→ ABOUT THIS TASK
Every word of the data must be reproduced in your reply exactly.

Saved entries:

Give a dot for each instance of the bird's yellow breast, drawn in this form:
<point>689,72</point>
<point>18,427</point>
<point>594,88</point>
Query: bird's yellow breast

→ ANSWER TO THIS TASK
Give a dot for each instance of the bird's yellow breast, drawn in this form:
<point>689,72</point>
<point>18,427</point>
<point>594,88</point>
Query: bird's yellow breast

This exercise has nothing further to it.